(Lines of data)
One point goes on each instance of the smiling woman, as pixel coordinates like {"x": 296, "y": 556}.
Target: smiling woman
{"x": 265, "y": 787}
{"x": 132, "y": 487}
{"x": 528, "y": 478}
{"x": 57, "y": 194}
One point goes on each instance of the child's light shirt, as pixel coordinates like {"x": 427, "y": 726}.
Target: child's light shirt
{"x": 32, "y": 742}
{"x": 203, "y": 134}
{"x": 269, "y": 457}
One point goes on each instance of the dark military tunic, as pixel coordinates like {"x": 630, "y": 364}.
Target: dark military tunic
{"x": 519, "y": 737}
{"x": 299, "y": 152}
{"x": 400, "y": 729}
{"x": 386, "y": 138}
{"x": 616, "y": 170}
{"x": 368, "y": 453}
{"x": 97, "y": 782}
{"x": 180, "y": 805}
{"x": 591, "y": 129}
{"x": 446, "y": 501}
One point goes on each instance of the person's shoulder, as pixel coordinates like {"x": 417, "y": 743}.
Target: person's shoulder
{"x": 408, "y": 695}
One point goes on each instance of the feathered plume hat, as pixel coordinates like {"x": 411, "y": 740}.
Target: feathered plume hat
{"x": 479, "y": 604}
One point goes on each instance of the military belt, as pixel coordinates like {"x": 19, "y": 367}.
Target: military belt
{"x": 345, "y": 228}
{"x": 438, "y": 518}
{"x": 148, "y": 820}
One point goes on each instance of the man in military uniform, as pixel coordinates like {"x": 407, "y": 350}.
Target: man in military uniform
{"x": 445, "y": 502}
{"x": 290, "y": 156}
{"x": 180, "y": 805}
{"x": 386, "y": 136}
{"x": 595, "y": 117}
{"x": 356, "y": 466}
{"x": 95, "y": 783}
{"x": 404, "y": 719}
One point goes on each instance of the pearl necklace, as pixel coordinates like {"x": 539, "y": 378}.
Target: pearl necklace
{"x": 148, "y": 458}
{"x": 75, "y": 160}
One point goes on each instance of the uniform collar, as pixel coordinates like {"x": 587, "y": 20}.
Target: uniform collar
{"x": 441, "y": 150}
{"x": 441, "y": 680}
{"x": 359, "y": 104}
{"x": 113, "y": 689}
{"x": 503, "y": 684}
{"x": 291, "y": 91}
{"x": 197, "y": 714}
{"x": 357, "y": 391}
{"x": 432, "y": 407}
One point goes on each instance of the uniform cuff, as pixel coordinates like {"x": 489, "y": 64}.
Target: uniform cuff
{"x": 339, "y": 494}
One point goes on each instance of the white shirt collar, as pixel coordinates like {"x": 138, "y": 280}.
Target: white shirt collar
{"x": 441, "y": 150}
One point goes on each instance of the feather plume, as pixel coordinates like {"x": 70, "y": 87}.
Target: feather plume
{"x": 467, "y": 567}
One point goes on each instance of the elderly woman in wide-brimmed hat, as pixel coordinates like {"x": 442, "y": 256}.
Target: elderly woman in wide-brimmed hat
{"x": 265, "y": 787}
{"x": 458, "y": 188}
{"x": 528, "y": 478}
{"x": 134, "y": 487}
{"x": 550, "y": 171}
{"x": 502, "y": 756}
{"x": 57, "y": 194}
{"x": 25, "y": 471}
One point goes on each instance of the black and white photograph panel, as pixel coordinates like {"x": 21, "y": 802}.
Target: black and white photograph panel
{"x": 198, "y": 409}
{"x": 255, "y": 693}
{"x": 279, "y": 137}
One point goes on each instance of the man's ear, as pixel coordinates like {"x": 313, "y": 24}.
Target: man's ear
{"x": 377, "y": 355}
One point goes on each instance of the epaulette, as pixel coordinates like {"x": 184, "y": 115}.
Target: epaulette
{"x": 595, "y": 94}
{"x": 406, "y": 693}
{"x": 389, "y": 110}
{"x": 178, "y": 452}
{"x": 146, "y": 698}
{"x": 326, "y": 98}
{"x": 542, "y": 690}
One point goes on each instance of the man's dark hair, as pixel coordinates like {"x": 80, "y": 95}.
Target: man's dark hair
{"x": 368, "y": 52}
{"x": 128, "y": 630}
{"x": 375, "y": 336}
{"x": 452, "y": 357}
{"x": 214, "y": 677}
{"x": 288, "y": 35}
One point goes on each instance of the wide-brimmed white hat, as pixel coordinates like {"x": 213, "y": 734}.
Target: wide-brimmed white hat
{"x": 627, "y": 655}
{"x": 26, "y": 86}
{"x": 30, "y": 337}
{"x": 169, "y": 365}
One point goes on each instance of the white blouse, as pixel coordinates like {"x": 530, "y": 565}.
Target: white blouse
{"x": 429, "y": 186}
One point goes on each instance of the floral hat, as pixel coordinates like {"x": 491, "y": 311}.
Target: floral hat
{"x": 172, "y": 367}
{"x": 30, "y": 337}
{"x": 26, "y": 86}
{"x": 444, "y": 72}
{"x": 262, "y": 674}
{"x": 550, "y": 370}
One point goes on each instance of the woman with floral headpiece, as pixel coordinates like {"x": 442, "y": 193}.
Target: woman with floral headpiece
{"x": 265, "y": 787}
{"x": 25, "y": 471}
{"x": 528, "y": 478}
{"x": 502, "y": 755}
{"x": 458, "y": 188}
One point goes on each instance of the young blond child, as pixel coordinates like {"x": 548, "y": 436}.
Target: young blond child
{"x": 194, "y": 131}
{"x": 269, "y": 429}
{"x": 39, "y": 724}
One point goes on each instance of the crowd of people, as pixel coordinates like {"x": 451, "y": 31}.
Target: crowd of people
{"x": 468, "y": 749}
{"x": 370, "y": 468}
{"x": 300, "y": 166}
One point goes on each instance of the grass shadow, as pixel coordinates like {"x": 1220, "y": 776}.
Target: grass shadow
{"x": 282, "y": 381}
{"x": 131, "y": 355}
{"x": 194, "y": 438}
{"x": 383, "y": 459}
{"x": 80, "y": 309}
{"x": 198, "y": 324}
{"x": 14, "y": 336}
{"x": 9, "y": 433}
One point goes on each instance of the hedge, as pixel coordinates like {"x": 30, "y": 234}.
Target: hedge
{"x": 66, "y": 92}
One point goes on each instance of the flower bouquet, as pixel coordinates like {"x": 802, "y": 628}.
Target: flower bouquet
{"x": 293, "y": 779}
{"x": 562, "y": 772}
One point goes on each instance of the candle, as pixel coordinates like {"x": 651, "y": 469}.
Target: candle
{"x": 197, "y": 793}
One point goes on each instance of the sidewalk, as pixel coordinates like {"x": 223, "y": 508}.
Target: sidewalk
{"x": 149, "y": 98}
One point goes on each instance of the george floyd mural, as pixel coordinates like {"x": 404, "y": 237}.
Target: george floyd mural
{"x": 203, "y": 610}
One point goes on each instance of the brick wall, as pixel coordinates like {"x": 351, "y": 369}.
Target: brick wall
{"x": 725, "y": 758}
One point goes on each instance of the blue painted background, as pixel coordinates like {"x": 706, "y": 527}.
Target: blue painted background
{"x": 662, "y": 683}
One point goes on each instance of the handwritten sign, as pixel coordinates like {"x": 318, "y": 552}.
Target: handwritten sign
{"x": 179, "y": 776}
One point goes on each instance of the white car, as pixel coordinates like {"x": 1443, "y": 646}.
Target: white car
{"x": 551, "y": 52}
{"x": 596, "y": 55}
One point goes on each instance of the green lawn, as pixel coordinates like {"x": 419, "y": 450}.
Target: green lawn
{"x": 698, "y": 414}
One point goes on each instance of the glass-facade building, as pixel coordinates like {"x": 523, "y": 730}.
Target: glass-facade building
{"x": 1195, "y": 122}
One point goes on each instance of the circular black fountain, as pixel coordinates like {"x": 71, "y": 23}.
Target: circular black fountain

**REQUIRED WORK:**
Repeat the material word for word, in full.

**THE REPLY:**
One point goes on each instance of the smiling woman, as pixel coordinates like {"x": 296, "y": 556}.
Target: smiling woman
{"x": 265, "y": 787}
{"x": 132, "y": 487}
{"x": 528, "y": 478}
{"x": 57, "y": 194}
One point goes on each instance of the child's light shirt, as pixel coordinates like {"x": 427, "y": 726}.
Target: child's light shirt
{"x": 32, "y": 742}
{"x": 203, "y": 134}
{"x": 269, "y": 457}
One point goes on each instance of the dark military tunic, as pixel coordinates like {"x": 630, "y": 364}.
Target: dark military tunic
{"x": 519, "y": 737}
{"x": 299, "y": 152}
{"x": 400, "y": 729}
{"x": 386, "y": 138}
{"x": 616, "y": 170}
{"x": 368, "y": 453}
{"x": 97, "y": 782}
{"x": 180, "y": 805}
{"x": 591, "y": 129}
{"x": 446, "y": 501}
One point goes on each instance of the person's shoulder, as pixel coordinates like {"x": 417, "y": 743}.
Target: person's shoulder
{"x": 408, "y": 695}
One point goes on each instance of the feathered plume hat, as pixel coordinates like {"x": 411, "y": 740}.
Target: feathered plume hat
{"x": 479, "y": 604}
One point goes on each instance of the military belt, as pixel coordinates like {"x": 19, "y": 367}.
Target: military belt
{"x": 345, "y": 228}
{"x": 438, "y": 518}
{"x": 148, "y": 820}
One point goes on each instance of the man in military uniform, as pixel coordinates like {"x": 407, "y": 350}.
Target: man in military uniform
{"x": 445, "y": 502}
{"x": 290, "y": 156}
{"x": 180, "y": 805}
{"x": 386, "y": 136}
{"x": 595, "y": 117}
{"x": 356, "y": 466}
{"x": 95, "y": 783}
{"x": 404, "y": 719}
One point goes on each instance of the pearl necklace, as pixel coordinates like {"x": 539, "y": 378}.
Target: pearl necklace
{"x": 148, "y": 458}
{"x": 75, "y": 160}
One point goes on each instance of the uniform collar, as pixel coordinates like {"x": 587, "y": 20}.
Target: uniform collar
{"x": 441, "y": 150}
{"x": 441, "y": 680}
{"x": 359, "y": 104}
{"x": 113, "y": 689}
{"x": 503, "y": 684}
{"x": 291, "y": 91}
{"x": 197, "y": 714}
{"x": 357, "y": 391}
{"x": 432, "y": 407}
One point goes on each instance of the uniform cuff, as pixel coordinates like {"x": 489, "y": 64}.
Target: uniform cuff
{"x": 339, "y": 494}
One point goes on each instance of the white shirt collar, as pixel coordinates like {"x": 138, "y": 280}.
Target: white shirt collar
{"x": 441, "y": 150}
One point goes on each instance of the feather plume, as pixel coordinates like {"x": 70, "y": 87}.
Target: feather plume
{"x": 467, "y": 567}
One point goes on each instance of the elderly woman in wide-brimmed hat, as pixel coordinates like {"x": 442, "y": 256}.
Target: elderly woman in wide-brimmed hat
{"x": 265, "y": 787}
{"x": 458, "y": 188}
{"x": 528, "y": 478}
{"x": 134, "y": 487}
{"x": 550, "y": 171}
{"x": 502, "y": 756}
{"x": 57, "y": 194}
{"x": 25, "y": 471}
One point goes on each instance of the black and white photograph panel, as pixel coordinates like {"x": 21, "y": 802}.
Target: black and white photograph panel
{"x": 198, "y": 409}
{"x": 255, "y": 693}
{"x": 279, "y": 137}
One point goes on each instance of the man's ear, as pixel coordinates like {"x": 313, "y": 24}.
Target: man's ear
{"x": 377, "y": 355}
One point goes on each instance of the epaulette, as pixel coordinates like {"x": 184, "y": 115}.
Target: epaulette
{"x": 595, "y": 94}
{"x": 406, "y": 693}
{"x": 389, "y": 110}
{"x": 178, "y": 452}
{"x": 146, "y": 698}
{"x": 326, "y": 98}
{"x": 542, "y": 690}
One point goes on each instance of the man's dark hair, as pixel coordinates like {"x": 80, "y": 95}.
Target: man's dark hair
{"x": 368, "y": 52}
{"x": 128, "y": 630}
{"x": 375, "y": 336}
{"x": 452, "y": 357}
{"x": 214, "y": 677}
{"x": 288, "y": 35}
One point goes on each instance of the wide-brimmed white hat, as pixel coordinates like {"x": 213, "y": 734}.
Target: wide-brimmed white hat
{"x": 627, "y": 655}
{"x": 26, "y": 86}
{"x": 30, "y": 337}
{"x": 169, "y": 365}
One point goes on each instance of the white blouse, as pixel coordinates like {"x": 530, "y": 565}.
Target: white blouse
{"x": 429, "y": 186}
One point goes on each instance of the floral hat, as pixel coordinates like {"x": 491, "y": 311}.
Target: floral hat
{"x": 172, "y": 367}
{"x": 30, "y": 337}
{"x": 26, "y": 86}
{"x": 444, "y": 72}
{"x": 262, "y": 674}
{"x": 550, "y": 370}
One point goes on each instance of the woman with floral headpiece, as pixel coordinates like {"x": 442, "y": 193}.
Target: woman with floral headpiece
{"x": 265, "y": 787}
{"x": 25, "y": 471}
{"x": 528, "y": 478}
{"x": 502, "y": 755}
{"x": 458, "y": 188}
One point goes on each instance of the young blond child, as pixel coordinates like {"x": 548, "y": 436}.
Target: young blond child
{"x": 194, "y": 131}
{"x": 269, "y": 429}
{"x": 39, "y": 724}
One point goes on each instance of the crowd of people, as pixel coordinates like {"x": 451, "y": 31}.
Target: crowd of people
{"x": 468, "y": 749}
{"x": 370, "y": 468}
{"x": 300, "y": 166}
One point goes on each instance of the grass shadow, as pixel coordinates like {"x": 1220, "y": 776}.
Target: grass shadow
{"x": 282, "y": 381}
{"x": 131, "y": 355}
{"x": 194, "y": 438}
{"x": 383, "y": 459}
{"x": 80, "y": 309}
{"x": 198, "y": 324}
{"x": 14, "y": 336}
{"x": 9, "y": 433}
One point goes on each instance of the hedge, as pixel coordinates like {"x": 30, "y": 234}.
Target: hedge
{"x": 66, "y": 92}
One point goes on each instance of the flower bouquet, as pixel coordinates like {"x": 802, "y": 628}.
Target: flower bouquet
{"x": 293, "y": 779}
{"x": 562, "y": 772}
One point goes on each instance of the candle, as pixel coordinates like {"x": 651, "y": 469}.
Target: candle
{"x": 197, "y": 793}
One point goes on each instance of the sidewalk, as pixel coordinates like {"x": 223, "y": 508}.
Target: sidewalk
{"x": 149, "y": 98}
One point goes on each instance of the george floyd mural, as pixel coordinates like {"x": 404, "y": 237}.
Target: george floyd mural
{"x": 203, "y": 610}
One point goes on each instance of the brick wall, as pixel coordinates like {"x": 351, "y": 369}.
Target: brick wall
{"x": 725, "y": 758}
One point goes on each instance of the blue painted background, as pixel coordinates like {"x": 706, "y": 527}.
Target: blue painted background
{"x": 662, "y": 683}
One point goes on each instance of the handwritten sign, as pixel coordinates like {"x": 318, "y": 552}.
Target: handwritten sign
{"x": 179, "y": 776}
One point goes on each instance of the white car, as pixel coordinates like {"x": 1443, "y": 646}.
Target: white car
{"x": 551, "y": 52}
{"x": 596, "y": 55}
One point goes on each instance of the green lawn, as pixel coordinates like {"x": 419, "y": 450}.
Target: green lawn
{"x": 698, "y": 414}
One point goes on each instance of the glass-facade building, as pixel coordinates like {"x": 523, "y": 730}.
Target: glass-facade building
{"x": 1195, "y": 122}
One point goes on each instance of the circular black fountain, as pixel coordinates like {"x": 71, "y": 23}.
Target: circular black fountain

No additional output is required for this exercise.